• [Brief]:
Pull out every line in the items below that contains the word "supply". Case counts.

• [Information shown]:
[Begin]
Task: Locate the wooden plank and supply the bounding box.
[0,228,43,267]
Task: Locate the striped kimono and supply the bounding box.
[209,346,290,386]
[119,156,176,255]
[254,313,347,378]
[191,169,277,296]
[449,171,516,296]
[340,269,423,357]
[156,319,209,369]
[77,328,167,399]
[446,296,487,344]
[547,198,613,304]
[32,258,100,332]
[End]
[Begin]
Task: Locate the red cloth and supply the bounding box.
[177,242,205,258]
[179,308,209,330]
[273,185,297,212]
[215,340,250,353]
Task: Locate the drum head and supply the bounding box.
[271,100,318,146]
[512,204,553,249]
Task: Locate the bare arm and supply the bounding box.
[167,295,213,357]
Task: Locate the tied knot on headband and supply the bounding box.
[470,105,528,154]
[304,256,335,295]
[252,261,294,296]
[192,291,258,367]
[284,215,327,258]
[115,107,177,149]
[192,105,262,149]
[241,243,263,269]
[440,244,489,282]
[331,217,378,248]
[End]
• [Problem solution]:
Task: Locate the wooden plank and supply the bounding box.
Task: Locate the striped kimono and supply the bounding box.
Task: Locate the red cloth and supply the bounding box.
Task: Locate the drum head and supply the bounding box.
Task: Locate the bare arm and supply the bounding box.
Task: Locate the tied knot on headband and supply the bounding box.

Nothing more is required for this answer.